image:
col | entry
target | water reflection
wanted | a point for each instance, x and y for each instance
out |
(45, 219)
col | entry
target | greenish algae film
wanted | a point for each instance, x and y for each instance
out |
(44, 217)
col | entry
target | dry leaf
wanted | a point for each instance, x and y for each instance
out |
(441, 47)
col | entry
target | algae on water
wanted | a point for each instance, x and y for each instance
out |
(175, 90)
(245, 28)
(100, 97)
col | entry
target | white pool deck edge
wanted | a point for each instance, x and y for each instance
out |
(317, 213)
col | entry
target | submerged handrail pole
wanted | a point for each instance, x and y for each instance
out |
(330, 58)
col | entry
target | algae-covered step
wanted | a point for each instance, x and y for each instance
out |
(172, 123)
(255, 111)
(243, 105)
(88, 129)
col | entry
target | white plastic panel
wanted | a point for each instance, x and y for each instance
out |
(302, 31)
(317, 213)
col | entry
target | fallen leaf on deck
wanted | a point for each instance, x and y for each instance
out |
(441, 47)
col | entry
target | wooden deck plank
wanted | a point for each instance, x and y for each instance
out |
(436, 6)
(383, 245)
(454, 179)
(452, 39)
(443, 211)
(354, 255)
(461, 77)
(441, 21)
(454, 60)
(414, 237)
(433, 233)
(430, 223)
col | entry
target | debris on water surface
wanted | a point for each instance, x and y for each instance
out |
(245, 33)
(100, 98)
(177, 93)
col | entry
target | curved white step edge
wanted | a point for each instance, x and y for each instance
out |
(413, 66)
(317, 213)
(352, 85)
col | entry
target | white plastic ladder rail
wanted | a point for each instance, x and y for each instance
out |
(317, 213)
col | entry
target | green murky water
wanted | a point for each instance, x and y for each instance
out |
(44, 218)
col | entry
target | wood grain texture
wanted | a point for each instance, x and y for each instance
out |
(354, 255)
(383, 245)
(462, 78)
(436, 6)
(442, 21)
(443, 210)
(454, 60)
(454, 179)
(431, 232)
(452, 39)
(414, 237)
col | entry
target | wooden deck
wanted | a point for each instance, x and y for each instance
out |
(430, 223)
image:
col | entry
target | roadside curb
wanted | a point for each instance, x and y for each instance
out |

◆ ◆ ◆ ◆

Find every line in the records that has the word "edge". Copy those lines.

target | white pool deck edge
target | curved white step edge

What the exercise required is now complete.